[GIVEN INSTRUCTION] Write out all of the entries exactly as given.

[WORKING DATA]
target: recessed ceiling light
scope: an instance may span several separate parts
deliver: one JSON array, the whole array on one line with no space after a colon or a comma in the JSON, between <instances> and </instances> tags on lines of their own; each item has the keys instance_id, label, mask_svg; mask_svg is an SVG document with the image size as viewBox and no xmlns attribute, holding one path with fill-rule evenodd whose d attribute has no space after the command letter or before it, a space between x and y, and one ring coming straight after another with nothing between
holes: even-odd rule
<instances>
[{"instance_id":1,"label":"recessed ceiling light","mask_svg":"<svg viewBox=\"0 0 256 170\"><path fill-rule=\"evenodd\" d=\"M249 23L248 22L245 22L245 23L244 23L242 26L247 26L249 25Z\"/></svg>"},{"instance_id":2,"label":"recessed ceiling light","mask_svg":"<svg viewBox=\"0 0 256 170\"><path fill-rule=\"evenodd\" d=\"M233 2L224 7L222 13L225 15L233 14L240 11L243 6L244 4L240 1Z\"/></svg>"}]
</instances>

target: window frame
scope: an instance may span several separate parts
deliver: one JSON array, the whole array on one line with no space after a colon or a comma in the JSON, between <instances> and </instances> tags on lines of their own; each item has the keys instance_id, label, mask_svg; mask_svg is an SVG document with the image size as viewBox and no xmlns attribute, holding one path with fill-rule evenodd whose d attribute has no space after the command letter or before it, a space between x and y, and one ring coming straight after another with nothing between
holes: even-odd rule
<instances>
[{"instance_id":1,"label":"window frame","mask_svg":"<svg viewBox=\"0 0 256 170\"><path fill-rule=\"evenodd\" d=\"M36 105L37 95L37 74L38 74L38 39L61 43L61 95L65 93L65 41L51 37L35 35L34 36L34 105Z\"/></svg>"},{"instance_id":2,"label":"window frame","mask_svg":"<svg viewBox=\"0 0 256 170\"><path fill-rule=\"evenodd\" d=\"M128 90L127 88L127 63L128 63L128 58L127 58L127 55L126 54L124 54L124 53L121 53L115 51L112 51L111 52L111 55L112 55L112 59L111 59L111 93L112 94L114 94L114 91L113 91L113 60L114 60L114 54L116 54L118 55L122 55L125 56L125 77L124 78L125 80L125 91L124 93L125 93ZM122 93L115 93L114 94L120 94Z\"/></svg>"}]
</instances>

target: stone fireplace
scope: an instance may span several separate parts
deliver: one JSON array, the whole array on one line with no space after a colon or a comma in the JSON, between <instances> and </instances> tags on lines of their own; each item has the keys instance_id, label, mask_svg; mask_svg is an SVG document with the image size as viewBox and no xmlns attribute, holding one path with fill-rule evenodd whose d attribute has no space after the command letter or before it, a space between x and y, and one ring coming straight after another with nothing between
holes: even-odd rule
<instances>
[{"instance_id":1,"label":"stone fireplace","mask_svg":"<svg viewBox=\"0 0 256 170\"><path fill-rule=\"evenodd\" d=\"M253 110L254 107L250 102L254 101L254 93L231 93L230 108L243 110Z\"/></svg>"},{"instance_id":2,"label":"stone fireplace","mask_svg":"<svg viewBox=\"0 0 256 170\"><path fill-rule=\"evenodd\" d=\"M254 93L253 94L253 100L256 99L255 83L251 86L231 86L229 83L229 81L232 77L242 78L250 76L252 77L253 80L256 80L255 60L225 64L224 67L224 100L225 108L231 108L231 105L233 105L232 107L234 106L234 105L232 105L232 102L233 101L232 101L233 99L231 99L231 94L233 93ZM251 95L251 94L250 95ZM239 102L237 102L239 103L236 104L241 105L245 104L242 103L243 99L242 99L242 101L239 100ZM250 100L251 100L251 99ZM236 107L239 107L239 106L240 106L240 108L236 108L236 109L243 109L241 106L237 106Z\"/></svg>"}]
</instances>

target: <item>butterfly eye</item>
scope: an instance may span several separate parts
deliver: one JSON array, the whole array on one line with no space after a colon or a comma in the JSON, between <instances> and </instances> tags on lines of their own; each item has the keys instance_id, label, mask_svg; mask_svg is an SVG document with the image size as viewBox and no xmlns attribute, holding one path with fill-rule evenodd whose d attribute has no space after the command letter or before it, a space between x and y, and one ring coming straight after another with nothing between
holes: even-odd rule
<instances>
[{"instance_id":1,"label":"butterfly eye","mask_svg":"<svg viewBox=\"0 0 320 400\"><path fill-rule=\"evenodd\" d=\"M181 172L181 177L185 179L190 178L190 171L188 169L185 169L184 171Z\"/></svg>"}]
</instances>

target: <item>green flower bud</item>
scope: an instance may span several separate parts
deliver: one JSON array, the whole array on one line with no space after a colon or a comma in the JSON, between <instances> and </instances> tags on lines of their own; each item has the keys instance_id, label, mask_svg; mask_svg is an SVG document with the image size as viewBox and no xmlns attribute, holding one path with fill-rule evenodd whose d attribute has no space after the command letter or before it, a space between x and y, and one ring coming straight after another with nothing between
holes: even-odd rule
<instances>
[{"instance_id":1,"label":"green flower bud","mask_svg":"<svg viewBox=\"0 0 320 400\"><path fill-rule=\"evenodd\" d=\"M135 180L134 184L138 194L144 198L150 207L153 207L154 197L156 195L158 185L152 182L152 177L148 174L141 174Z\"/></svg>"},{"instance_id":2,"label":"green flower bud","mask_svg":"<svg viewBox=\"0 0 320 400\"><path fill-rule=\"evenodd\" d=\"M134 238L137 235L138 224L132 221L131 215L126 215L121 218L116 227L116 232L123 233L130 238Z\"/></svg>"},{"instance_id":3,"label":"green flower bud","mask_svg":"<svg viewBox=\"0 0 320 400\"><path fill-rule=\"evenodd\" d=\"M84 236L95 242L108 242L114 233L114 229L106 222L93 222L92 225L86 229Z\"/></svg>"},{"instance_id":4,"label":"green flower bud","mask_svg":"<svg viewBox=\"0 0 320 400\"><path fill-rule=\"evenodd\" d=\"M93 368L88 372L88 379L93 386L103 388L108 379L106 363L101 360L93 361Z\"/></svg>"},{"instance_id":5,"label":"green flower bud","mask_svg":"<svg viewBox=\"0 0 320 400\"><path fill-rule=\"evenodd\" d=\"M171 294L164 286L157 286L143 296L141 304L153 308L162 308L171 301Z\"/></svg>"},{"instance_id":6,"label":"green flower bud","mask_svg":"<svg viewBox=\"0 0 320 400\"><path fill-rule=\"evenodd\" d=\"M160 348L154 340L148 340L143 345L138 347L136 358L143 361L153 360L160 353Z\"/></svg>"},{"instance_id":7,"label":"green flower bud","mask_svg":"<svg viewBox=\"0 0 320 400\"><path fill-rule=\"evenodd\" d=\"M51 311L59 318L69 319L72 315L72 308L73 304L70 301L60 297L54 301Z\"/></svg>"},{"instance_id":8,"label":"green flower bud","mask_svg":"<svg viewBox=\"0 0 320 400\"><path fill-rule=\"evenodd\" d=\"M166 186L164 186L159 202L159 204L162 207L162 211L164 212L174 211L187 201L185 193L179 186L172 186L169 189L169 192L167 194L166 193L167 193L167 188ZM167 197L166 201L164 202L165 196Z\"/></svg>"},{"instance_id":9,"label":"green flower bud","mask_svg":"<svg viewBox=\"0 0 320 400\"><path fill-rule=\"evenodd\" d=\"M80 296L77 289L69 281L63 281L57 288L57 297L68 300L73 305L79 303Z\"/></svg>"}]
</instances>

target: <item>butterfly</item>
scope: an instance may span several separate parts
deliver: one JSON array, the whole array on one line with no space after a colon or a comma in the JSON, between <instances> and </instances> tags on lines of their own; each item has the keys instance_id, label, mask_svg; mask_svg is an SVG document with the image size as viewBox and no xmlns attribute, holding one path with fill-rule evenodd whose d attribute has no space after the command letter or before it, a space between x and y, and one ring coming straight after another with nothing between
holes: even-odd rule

[REPLY]
target: recessed ceiling light
scope: an instance may span several separate parts
deliver: one JSON array, the whole array on one line with no space after a colon or a comma in the JSON, between <instances> and </instances> tags on lines of their own; each item has the keys instance_id, label, mask_svg; mask_svg is an SVG document with the image size as viewBox and no xmlns attribute, holding one path with fill-rule evenodd whose d attribute has no space after the command letter or before it, a space between x and y, and one ring coming straight after another with nothing between
holes: even-odd rule
<instances>
[{"instance_id":1,"label":"recessed ceiling light","mask_svg":"<svg viewBox=\"0 0 256 170\"><path fill-rule=\"evenodd\" d=\"M249 23L248 22L245 22L245 23L244 23L242 26L247 26L249 25Z\"/></svg>"},{"instance_id":2,"label":"recessed ceiling light","mask_svg":"<svg viewBox=\"0 0 256 170\"><path fill-rule=\"evenodd\" d=\"M233 2L224 7L222 13L225 15L233 14L240 11L243 6L244 4L240 1Z\"/></svg>"}]
</instances>

target: window frame
scope: an instance may span several separate parts
deliver: one JSON array, the whole array on one line with no space after a colon or a comma in the JSON, between <instances> and </instances> tags on lines of their own; each item has the keys instance_id, label, mask_svg; mask_svg is an SVG document with the image size as viewBox and no xmlns attribute, holding one path with fill-rule evenodd whose d attribute has no space after the command letter or before it, a space between x and y, and one ring coming straight after another with nothing between
holes: even-odd rule
<instances>
[{"instance_id":1,"label":"window frame","mask_svg":"<svg viewBox=\"0 0 256 170\"><path fill-rule=\"evenodd\" d=\"M36 105L37 95L37 74L38 74L38 39L61 43L61 95L65 93L65 41L51 37L35 35L34 36L34 105Z\"/></svg>"},{"instance_id":2,"label":"window frame","mask_svg":"<svg viewBox=\"0 0 256 170\"><path fill-rule=\"evenodd\" d=\"M128 90L127 88L127 63L128 63L128 58L127 58L127 55L126 54L124 54L124 53L121 53L115 51L112 51L111 52L111 55L112 55L112 59L111 59L111 93L112 94L114 94L114 91L113 91L113 60L114 60L114 54L116 54L118 55L122 55L125 56L125 77L124 78L125 80L125 91L124 93L125 93ZM122 93L115 93L114 94L120 94Z\"/></svg>"}]
</instances>

target: stone fireplace
scope: an instance may span several separate parts
deliver: one JSON array, the whole array on one line with no space after a colon or a comma in the JSON, between <instances> and </instances> tags on lines of their own; each item has the keys instance_id, label, mask_svg; mask_svg is an SVG document with the image size as viewBox and no xmlns attribute, holding one path with fill-rule evenodd whose d attribute has no space after the command letter or before it, a space between x and y, and one ring coming straight after another with nothing between
holes: even-odd rule
<instances>
[{"instance_id":1,"label":"stone fireplace","mask_svg":"<svg viewBox=\"0 0 256 170\"><path fill-rule=\"evenodd\" d=\"M253 110L254 107L250 102L254 101L254 93L231 93L230 108L243 110Z\"/></svg>"},{"instance_id":2,"label":"stone fireplace","mask_svg":"<svg viewBox=\"0 0 256 170\"><path fill-rule=\"evenodd\" d=\"M254 93L253 94L253 100L256 99L255 83L251 86L231 86L229 83L229 81L232 77L242 78L250 76L252 77L253 80L256 80L255 60L225 64L224 67L224 100L225 108L231 108L231 105L233 105L232 107L234 106L234 105L232 105L232 102L233 101L232 101L233 99L231 99L231 94L233 93ZM251 95L251 94L250 95ZM239 102L237 102L239 103L236 104L241 105L245 104L242 103L243 99L242 99L242 101L239 100ZM250 100L251 100L251 99ZM236 107L239 107L239 106L240 106L240 108L236 108L236 109L243 109L241 106L237 106Z\"/></svg>"}]
</instances>

target: <item>butterfly eye</item>
scope: an instance may span several separate parts
deliver: one JSON array, the whole array on one line with no space after a colon or a comma in the JSON, between <instances> and </instances> tags on lines of their own; each item has the keys instance_id, label, mask_svg; mask_svg is an SVG document with the image size as viewBox and no xmlns attribute, holding one path with fill-rule evenodd whose d attribute has no space after the command letter or before it, a space between x and y, and one ring coming straight after another with nothing between
holes: even-odd rule
<instances>
[{"instance_id":1,"label":"butterfly eye","mask_svg":"<svg viewBox=\"0 0 320 400\"><path fill-rule=\"evenodd\" d=\"M181 172L181 177L185 179L190 178L190 171L188 169L185 169L184 171Z\"/></svg>"}]
</instances>

target: <item>green flower bud</item>
scope: an instance may span several separate parts
deliver: one JSON array, the whole array on one line with no space after a colon or a comma in the JSON, between <instances> and </instances> tags on lines of their own; each item has the keys instance_id, label, mask_svg; mask_svg is an SVG document with the image size as viewBox and no xmlns attribute, holding one path with fill-rule evenodd whose d attribute has no space after the command letter or before it, a space between x and y, and one ring coming straight after another with nothing between
holes: even-odd rule
<instances>
[{"instance_id":1,"label":"green flower bud","mask_svg":"<svg viewBox=\"0 0 320 400\"><path fill-rule=\"evenodd\" d=\"M135 180L134 184L138 194L144 198L150 207L153 207L154 197L156 195L158 185L152 182L152 177L148 174L141 174Z\"/></svg>"},{"instance_id":2,"label":"green flower bud","mask_svg":"<svg viewBox=\"0 0 320 400\"><path fill-rule=\"evenodd\" d=\"M134 238L137 235L138 224L132 221L131 215L126 215L121 218L116 227L116 232L123 233L130 238Z\"/></svg>"},{"instance_id":3,"label":"green flower bud","mask_svg":"<svg viewBox=\"0 0 320 400\"><path fill-rule=\"evenodd\" d=\"M84 236L95 242L108 242L114 233L114 229L106 222L93 222L92 225L86 229Z\"/></svg>"},{"instance_id":4,"label":"green flower bud","mask_svg":"<svg viewBox=\"0 0 320 400\"><path fill-rule=\"evenodd\" d=\"M93 368L88 372L88 379L93 386L103 388L108 379L106 363L101 360L93 361Z\"/></svg>"},{"instance_id":5,"label":"green flower bud","mask_svg":"<svg viewBox=\"0 0 320 400\"><path fill-rule=\"evenodd\" d=\"M171 294L164 286L157 286L143 296L141 304L153 308L162 308L171 301Z\"/></svg>"},{"instance_id":6,"label":"green flower bud","mask_svg":"<svg viewBox=\"0 0 320 400\"><path fill-rule=\"evenodd\" d=\"M160 348L154 340L148 340L143 345L138 347L136 358L143 361L153 360L160 353Z\"/></svg>"},{"instance_id":7,"label":"green flower bud","mask_svg":"<svg viewBox=\"0 0 320 400\"><path fill-rule=\"evenodd\" d=\"M51 311L59 318L69 319L72 315L72 308L73 304L70 301L60 297L54 301Z\"/></svg>"},{"instance_id":8,"label":"green flower bud","mask_svg":"<svg viewBox=\"0 0 320 400\"><path fill-rule=\"evenodd\" d=\"M166 186L164 186L159 202L159 204L162 207L162 211L164 212L174 211L187 201L185 193L179 186L172 186L169 189L169 192L167 194L166 193L167 193L167 188ZM167 197L166 201L164 202L165 196Z\"/></svg>"},{"instance_id":9,"label":"green flower bud","mask_svg":"<svg viewBox=\"0 0 320 400\"><path fill-rule=\"evenodd\" d=\"M80 296L77 289L69 281L63 281L57 288L57 297L68 300L73 305L79 303Z\"/></svg>"}]
</instances>

target: <item>butterfly</item>
scope: an instance may span several separate parts
deliver: one JSON array, the whole array on one line with no space after a colon or a comma in the JSON, between <instances> and </instances> tags on lines of their own; each item has the keys instance_id, label, mask_svg; mask_svg is an SVG document with the image size as viewBox and no xmlns attribute, holding one path with fill-rule evenodd whose d attribute has no space after the command letter or before it, a space between x and y, and one ring coming straight after another with nothing between
holes: even-odd rule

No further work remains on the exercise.